::: Extrait retenu :::

Vu la procédure suivante :
Procédure contentieuse antérieure :
La SOCIETE D'ECONOMIE MIXTE LOCALE D'EXPLOITATION DU CÂBLE DE L'AGGLOMERATION NOUVELLE DE SAINT-QUENTIN-EN-YVELINES ET DES COMMUNES ASSOCIEES - qui sera dite société SLECANSQCA - a demandé au Tribunal administratif de Versailles la restitution de la taxe sur la valeur ajoutée dont elle s'est spontanément acquittée au titre de la période du 1er janvier 2006 au 31 décembre 2008.
Par un jugement nos 0907413, 0907416 du 4 février 2014, le Tribunal administratif de Versailles a rejeté ses demandes de restitution.
Procédure devant la Cour :
Par une requête et deux mémoires, enregistrés le 4 avril 2014 et les 11 mai et 28 octobre 2015, la société SLECANSQCA, représentée par Me B...et MeA..., avocats, demande à la Cour :
1° d'annuler ce jugement ;
2° de prononcer la restitution sollicitée pour une somme globale de 117 481 euros au titre de la période du 1er janvier 2006 au 31 décembre 2008 ;
3° de condamner l'État aux entiers dépens ;
4° de mettre à la charge de l'État la somme de 3 000 euros au titre de l'article L. 761-1 du code de justice administrative.

::: Lignes fournies :::

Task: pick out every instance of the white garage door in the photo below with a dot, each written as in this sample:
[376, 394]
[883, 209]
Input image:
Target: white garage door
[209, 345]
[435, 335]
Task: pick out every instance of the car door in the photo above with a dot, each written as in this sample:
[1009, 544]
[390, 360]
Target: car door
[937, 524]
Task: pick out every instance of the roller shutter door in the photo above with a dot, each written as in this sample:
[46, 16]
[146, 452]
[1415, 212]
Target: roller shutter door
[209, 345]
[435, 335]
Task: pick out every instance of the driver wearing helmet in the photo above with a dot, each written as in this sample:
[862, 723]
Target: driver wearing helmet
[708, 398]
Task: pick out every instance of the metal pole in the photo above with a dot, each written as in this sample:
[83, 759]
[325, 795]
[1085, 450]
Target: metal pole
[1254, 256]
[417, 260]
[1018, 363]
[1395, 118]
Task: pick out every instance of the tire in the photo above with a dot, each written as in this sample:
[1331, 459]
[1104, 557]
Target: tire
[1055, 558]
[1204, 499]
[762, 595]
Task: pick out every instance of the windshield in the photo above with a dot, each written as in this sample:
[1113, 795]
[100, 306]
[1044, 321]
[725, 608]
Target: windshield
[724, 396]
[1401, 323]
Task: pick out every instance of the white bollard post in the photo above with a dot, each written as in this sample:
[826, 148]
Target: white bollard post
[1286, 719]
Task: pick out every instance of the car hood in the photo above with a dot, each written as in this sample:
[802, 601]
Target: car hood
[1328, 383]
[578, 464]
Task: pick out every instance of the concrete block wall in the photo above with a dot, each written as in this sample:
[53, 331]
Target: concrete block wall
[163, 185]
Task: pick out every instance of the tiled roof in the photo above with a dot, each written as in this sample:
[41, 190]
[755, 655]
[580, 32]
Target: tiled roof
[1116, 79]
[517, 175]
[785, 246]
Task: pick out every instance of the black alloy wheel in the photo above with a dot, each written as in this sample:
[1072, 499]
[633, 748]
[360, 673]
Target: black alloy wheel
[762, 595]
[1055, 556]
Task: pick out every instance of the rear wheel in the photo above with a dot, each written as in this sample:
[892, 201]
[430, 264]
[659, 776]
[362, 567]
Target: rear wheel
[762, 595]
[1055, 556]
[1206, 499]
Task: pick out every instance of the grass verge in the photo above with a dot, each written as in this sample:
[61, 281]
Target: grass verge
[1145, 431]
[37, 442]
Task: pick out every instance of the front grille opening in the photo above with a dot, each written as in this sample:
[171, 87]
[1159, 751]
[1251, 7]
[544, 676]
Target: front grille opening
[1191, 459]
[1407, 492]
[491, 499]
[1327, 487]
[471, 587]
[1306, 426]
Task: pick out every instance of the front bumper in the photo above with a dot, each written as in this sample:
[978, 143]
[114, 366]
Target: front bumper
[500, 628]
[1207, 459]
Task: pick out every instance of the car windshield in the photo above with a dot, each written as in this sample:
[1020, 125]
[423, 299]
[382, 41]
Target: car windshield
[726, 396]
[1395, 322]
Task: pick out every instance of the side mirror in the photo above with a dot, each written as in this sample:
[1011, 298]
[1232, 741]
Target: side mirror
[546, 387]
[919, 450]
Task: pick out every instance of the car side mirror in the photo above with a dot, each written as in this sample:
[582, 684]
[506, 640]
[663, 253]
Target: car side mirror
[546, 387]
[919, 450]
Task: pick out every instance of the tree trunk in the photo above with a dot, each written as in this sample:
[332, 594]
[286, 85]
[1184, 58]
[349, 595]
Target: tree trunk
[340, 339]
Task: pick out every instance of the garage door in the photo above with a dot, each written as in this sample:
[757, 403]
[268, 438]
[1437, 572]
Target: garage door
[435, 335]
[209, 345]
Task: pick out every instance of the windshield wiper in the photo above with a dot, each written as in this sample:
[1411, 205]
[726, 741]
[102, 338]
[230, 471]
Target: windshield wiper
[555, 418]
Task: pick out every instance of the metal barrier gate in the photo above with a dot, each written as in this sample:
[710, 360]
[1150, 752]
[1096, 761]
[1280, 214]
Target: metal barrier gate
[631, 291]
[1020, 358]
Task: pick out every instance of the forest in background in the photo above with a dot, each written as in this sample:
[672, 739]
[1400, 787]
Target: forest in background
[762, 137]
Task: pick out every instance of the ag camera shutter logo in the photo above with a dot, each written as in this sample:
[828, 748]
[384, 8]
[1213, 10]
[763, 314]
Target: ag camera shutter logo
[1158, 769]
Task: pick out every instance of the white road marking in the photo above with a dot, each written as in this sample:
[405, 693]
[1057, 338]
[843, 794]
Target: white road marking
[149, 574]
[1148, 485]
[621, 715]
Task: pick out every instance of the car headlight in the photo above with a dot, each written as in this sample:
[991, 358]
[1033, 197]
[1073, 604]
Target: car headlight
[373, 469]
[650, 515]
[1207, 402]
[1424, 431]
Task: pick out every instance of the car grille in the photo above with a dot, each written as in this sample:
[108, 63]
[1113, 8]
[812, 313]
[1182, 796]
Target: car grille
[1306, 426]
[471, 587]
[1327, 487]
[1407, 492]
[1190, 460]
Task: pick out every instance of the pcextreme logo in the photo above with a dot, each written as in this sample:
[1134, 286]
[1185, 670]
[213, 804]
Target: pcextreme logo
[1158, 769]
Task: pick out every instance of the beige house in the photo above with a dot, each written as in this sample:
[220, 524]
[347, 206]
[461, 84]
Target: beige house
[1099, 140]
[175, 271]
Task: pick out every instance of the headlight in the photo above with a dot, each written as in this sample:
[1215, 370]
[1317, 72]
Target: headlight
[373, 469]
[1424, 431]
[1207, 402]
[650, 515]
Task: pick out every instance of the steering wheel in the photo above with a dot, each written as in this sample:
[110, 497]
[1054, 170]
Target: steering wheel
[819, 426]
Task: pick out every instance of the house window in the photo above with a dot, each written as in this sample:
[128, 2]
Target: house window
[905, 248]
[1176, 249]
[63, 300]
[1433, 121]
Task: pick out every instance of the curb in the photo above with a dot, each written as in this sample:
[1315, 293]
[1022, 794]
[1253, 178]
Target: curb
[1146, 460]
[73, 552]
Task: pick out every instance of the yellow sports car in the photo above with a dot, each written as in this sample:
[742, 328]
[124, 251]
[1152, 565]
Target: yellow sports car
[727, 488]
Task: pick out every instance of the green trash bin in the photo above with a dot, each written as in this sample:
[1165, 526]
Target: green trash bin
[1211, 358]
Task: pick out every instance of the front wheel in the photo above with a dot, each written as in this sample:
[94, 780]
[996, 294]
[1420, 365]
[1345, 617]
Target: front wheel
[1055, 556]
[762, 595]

:::

[Votre consigne]
Recopiez fidèlement le passage de l'extrait sur la restitution de TVA, en commençant aux mots « Vu la procédure » et en vous arrêtant après « 31 décembre 2008. ».

[Réponse complète]
Vu la procédure suivante :
Procédure contentieuse antérieure :
La SOCIETE D'ECONOMIE MIXTE LOCALE D'EXPLOITATION DU CÂBLE DE L'AGGLOMERATION NOUVELLE DE SAINT-QUENTIN-EN-YVELINES ET DES COMMUNES ASSOCIEES - qui sera dite société SLECANSQCA - a demandé au Tribunal administratif de Versailles la restitution de la taxe sur la valeur ajoutée dont elle s'est spontanément acquittée au titre de la période du 1er janvier 2006 au 31 décembre 2008.